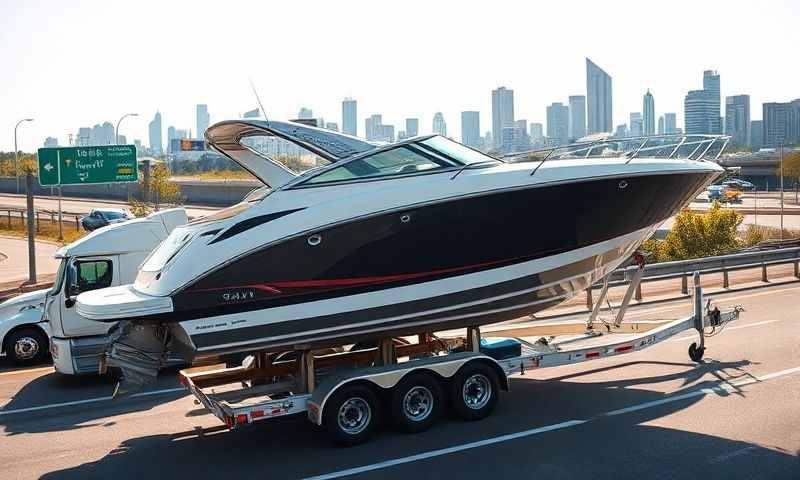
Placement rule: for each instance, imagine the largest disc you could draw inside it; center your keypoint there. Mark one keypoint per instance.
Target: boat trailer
(345, 390)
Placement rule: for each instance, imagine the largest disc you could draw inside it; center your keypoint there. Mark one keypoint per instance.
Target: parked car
(100, 217)
(738, 184)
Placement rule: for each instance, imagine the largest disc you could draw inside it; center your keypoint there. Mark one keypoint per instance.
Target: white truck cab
(106, 257)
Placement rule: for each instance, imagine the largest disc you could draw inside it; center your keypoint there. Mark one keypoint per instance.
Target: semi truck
(45, 320)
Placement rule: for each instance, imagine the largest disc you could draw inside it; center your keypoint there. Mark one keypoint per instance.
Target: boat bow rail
(691, 147)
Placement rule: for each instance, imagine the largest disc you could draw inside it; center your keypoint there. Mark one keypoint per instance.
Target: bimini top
(226, 138)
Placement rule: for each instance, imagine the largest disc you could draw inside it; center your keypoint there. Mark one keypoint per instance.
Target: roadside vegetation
(28, 162)
(707, 234)
(159, 193)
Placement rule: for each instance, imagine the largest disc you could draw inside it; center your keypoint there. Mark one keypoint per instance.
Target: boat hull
(480, 298)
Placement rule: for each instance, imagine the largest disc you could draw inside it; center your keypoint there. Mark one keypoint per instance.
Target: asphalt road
(83, 205)
(652, 414)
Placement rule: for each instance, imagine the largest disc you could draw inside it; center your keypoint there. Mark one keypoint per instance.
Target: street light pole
(781, 191)
(116, 130)
(16, 153)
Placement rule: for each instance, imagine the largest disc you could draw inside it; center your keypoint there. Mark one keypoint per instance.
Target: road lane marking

□ □ □ □

= YOUR GOAL =
Take the listing above and retype it exactly. Its pictures are to be omitted.

= ANSWER TO THE PROBLEM =
Placement rule: for each instance, imagine the largest disc you could draw inside it; center your keypoint there. Mark one keypoint per instance.
Target: boat trailer
(345, 390)
Placement rule: for each instance, imagine the largest disc you could draw inside it; center your keypoint there. Mark one keypoint per instance.
Target: parked car
(100, 217)
(738, 184)
Placement rule: for each instance, imagine the largest disc you could draw inside it; center your keypoint there. Mark one keypoint per instance.
Target: white truck cab
(106, 257)
Placement rule: for each instance, imagine the largest disc you could draw inside it; center your keypoint there. Mark one keypoint per instance.
Target: semi truck
(45, 320)
Placement rule: for each instance, imagine the largest disc you could draw inside it; center your keypoint there. Mark one keypoint per instance.
Target: boat bow rail
(691, 147)
Placement rule: for each instance, imagine the largest disc you could draw inside it; center your keypoint there. Mark one keypoint per instance.
Target: bimini top
(226, 138)
Placement rule: for each instance, imagine the largest disc you could draw inside it; center your keypoint there. Mark one keypoint per instance.
Target: roadside vegetation
(28, 162)
(707, 234)
(159, 193)
Placement rule: for each instance, imagine the largest disc you could draw inside it; center your keypoint there. Mark one keypoint per instance.
Target: boat hull
(480, 298)
Placement rule: for each instance, imagine the largest disc you could draw inside it; center your keypoint there. Mark one keypoint per instance.
Target: asphalt road
(83, 205)
(652, 414)
Placement rule: for each instance, imagine the largest disc you could draw inside it; center your keypoint there. Mark one keypoint per instance.
Target: street light pole
(781, 191)
(116, 130)
(16, 153)
Placement rule: for each instance, imagine the largest disc you could draw inside it; center your keypoint there. Mark one keypoint per instance.
Target: road lane marking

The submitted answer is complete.